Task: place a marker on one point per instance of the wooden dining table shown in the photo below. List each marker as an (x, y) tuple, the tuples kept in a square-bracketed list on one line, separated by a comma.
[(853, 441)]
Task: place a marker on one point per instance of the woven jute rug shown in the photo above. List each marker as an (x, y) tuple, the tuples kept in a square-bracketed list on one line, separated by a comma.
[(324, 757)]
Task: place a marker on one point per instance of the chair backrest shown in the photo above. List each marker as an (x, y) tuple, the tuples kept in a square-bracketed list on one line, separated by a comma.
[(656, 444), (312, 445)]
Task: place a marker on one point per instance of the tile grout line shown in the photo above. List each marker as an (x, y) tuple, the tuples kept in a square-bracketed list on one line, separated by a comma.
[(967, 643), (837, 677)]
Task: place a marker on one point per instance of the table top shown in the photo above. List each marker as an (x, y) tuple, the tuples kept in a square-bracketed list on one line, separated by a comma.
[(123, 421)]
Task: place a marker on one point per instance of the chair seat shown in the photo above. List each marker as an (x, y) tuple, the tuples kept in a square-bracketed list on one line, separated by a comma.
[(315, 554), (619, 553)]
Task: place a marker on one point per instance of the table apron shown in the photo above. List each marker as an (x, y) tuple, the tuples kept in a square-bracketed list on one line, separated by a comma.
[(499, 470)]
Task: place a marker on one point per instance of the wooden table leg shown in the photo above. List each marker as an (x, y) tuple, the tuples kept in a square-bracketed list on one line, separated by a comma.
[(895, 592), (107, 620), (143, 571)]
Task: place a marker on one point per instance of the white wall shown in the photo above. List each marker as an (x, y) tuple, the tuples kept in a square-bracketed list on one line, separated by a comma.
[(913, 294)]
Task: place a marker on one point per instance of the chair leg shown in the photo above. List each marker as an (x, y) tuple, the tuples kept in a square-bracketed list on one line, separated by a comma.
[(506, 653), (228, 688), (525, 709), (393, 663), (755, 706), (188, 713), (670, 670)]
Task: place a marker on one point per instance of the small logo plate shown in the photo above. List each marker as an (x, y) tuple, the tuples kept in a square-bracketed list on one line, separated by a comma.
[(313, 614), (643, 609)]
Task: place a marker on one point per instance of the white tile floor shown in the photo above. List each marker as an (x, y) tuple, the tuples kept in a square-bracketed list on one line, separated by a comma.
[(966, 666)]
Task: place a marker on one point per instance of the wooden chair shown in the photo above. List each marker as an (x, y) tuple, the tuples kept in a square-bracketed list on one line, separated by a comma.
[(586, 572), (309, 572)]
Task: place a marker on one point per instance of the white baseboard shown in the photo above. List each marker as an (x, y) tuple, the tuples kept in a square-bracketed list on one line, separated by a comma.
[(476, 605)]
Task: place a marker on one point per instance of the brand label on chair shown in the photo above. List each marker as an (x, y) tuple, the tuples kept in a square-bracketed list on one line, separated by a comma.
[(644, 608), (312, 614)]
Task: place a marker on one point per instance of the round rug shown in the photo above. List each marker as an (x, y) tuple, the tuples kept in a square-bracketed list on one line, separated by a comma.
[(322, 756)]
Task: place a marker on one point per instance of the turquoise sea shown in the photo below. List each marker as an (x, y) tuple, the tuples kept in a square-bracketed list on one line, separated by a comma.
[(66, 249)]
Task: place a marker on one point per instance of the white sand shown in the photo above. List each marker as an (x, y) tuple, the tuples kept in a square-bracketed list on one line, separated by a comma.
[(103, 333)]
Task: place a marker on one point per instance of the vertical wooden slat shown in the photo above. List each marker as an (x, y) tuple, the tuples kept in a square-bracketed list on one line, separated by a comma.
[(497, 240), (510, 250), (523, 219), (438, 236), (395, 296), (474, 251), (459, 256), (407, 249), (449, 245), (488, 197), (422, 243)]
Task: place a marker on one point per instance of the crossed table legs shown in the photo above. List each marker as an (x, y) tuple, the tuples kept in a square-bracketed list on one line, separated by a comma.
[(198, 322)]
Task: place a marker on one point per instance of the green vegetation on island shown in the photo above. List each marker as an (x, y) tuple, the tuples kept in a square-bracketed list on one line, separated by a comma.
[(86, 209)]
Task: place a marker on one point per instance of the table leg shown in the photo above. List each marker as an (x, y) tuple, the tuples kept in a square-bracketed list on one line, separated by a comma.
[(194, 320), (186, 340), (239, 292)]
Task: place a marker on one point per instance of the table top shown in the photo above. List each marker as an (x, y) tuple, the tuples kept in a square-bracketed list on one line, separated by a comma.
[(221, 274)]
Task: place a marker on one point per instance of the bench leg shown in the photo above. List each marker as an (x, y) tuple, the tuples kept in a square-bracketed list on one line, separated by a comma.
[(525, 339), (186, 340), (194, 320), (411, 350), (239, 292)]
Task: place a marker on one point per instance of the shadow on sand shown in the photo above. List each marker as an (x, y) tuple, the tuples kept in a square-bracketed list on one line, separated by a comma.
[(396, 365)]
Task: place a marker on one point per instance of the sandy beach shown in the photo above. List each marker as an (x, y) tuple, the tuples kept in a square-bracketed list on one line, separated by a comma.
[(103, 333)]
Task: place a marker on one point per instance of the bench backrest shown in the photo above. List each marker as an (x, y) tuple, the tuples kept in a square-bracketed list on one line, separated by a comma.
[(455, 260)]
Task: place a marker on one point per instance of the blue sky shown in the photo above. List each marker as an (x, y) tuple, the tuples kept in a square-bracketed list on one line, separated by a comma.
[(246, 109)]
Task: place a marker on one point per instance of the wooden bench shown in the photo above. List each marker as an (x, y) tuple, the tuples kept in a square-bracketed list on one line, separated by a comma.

= = = =

TASK TO CARRY OUT: Lay out every line of the data above as a numbered list, leaving out any blank lines.

WRITTEN SOLUTION:
1. Task: place a marker on one point per instance of the wooden dining table shown in the photo below. List each marker as an (x, y) tuple, the tuples kept in a square-bracketed list on one line, separated by a comma.
2. [(853, 441)]
3. Task: place a marker on one point per instance of the woven jute rug shown in the photo above. List each marker as an (x, y) tuple, the tuples kept in a square-bracketed list on one line, separated by a comma.
4. [(324, 757)]
5. Task: place a marker on one point per instance of the chair backrest shown in the photo above. List each marker as an (x, y) tuple, the tuples kept in a square-bracketed list on one line, separated by a comma.
6. [(656, 444), (312, 445)]
7. Task: place a marker on one point per instance of the tile grout line shown in the photo above. List each marker as an (x, y) tuple, the tuples kept in a square-bracketed list on one line, separated by a comma.
8. [(967, 643), (837, 677)]
9. Task: place a marker on one point per instance of the table top shown in the photo above. List each marker as an (x, y) tuple, the tuples kept in a square-bracketed list on one line, separated by a comma.
10. [(123, 421)]
11. Task: place a marker on one point per instance of the chair seat shown in the photo above. List each marker as an (x, y) tuple, the tuples kept in a square-bracketed list on one line, separated by a comma.
12. [(315, 554), (619, 553)]
13. Task: place a marker on one point per instance of the table apron shown in the photo above. List each marker as an (x, y) tuple, the tuples kept in a square-bracketed list on one line, separated by a comma.
14. [(499, 470)]
15. Task: place a marker on one point per instance of the wooden table leg shown in the photo above. List each marker as an (x, y) tuple, the tuples kept in a square-bracketed list on one line, separated by a comma.
16. [(895, 592), (107, 620), (143, 571)]
17. Task: place a marker on one point per instance of the white wall shown in the photo above. List each marker as an (x, y) tuple, the tuples kept in a square-bracketed list on one line, separated by a comma.
18. [(913, 294)]
19. Task: place a marker on one point per instance of the chair leg shown in the photo above. List each marker as an (x, y) tuple, the tuples kept in a square-bracketed list on one line, separated by a comma.
20. [(506, 653), (228, 688), (525, 709), (393, 663), (755, 706), (188, 713), (670, 670)]
21. Task: place a marker on one point per instance of the small logo plate shown in the photo above. List each marker as an (x, y) tuple, the tuples kept in a square-bracketed list on one line, separated by a comma.
22. [(313, 614), (643, 609)]
23. Task: place a marker on one point per instance of the white tile floor shown in the photo above. List each marker as an (x, y) tuple, the tuples kept in a square-bracketed list on one line, separated by a comma.
24. [(966, 666)]
25. Task: place a marker on one point per instance of the wooden chair shown in the photo above. List each marker as an (x, y) tuple, the tuples kept in a square-bracketed list on one line, separated by a comma.
26. [(586, 572), (309, 572)]
27. Task: place a marker on one point per instance of the white baseboard shown in the photo above. List each marker as an (x, y) tuple, the tuples kept in a square-bracketed list on one line, separated by a comma.
28. [(476, 605)]
29. Task: place a marker on one point per instance of the brand label on chair shown in the photo above. List each marker as an (x, y) tuple, the tuples kept in a square-bracketed list on one line, separated by a comma.
30. [(644, 608), (312, 614)]
31. Task: place a marker on one point per instance of the round rug shown in the photo above. List each marker as an (x, y) tuple, the tuples kept in a square-bracketed list on one line, separated by a comma.
32. [(322, 756)]
33. Task: place a marker on one point per instance of the turquoise sea shown in the photo below. List each marker as an (x, y) tuple, the tuples kept in a square-bracketed list on one line, separated by a comma.
34. [(66, 249)]
35. Task: place a marker on one point per instance of the white sand shown in the photo above. List each marker as an (x, y) tuple, the tuples kept in a square-bracketed list on one line, separated by a comma.
36. [(103, 333)]
37. Task: place a marker on one point per instance of the vertical wooden slat shown in the photo above. List each marker as an (x, y) tuple, the tuples kept in a square-bracketed list on one line, separated by a comma.
38. [(497, 240), (510, 250), (523, 219), (438, 236), (395, 296), (474, 251), (459, 256), (407, 249), (449, 245), (488, 197), (422, 243)]
39. Task: place a marker on one point per instance of the crossed table legs shown in the photo above. List each marker as an (x, y) tuple, the tuples kept in a square-bracketed list on one line, separated by a comma.
40. [(198, 322)]
41. Task: place a marker on one point per instance of the green vegetation on island shown in the photo above. List each marker as an (x, y) tuple, the tuples kept in a square-bracketed list on one line, separated by a comma.
42. [(86, 209)]
43. Task: place a marker on one point per instance of the table leg shown in the photo above. List each marker as an (x, y) tuple, the tuples kept in a square-bracketed list on one line, separated by a comma.
44. [(194, 320), (186, 340), (239, 292)]
45. Task: place a marker on one point per instance of the table top shown in the photo above. List each marker as an (x, y) tuple, the tuples kept in a square-bracketed list on one line, separated by a comma.
46. [(221, 274)]
47. Task: place a marker on one point per instance of the bench leg shown in the photo above. List each marker as an (x, y) tuple, the tuples kept in a square-bracketed list on one line, separated by a comma.
48. [(525, 339), (186, 340), (194, 320), (411, 350), (239, 292)]
49. Task: place a marker on one point per instance of the shadow on sand shown in the photo above. List each marker as an (x, y) tuple, the tuples kept in a square-bracketed list on one line, separated by a comma.
50. [(396, 365)]
51. Task: place a marker on one point per instance of the sandy beach shown in the photo above. List each marker as an (x, y) tuple, the tuples kept in a square-bracketed list on one line, separated by a comma.
52. [(103, 333)]
53. Task: place a marker on one point per instance of the bench backrest shown in the photo above. List each marker as an (x, y) tuple, the tuples kept in a square-bracketed list on one line, separated by a comma.
54. [(455, 260)]
55. Task: place a marker on one point per instance of the blue sky shown in the photo above. List each marker as an (x, y) tuple, the tuples kept in a square-bracketed list on one line, separated by a comma.
56. [(246, 109)]
57. Task: place a marker on one point per instance of the wooden bench shown in the photo above. List each marker as an (x, y) tuple, the tuples kept in a square-bracketed list on one line, separated by a comma.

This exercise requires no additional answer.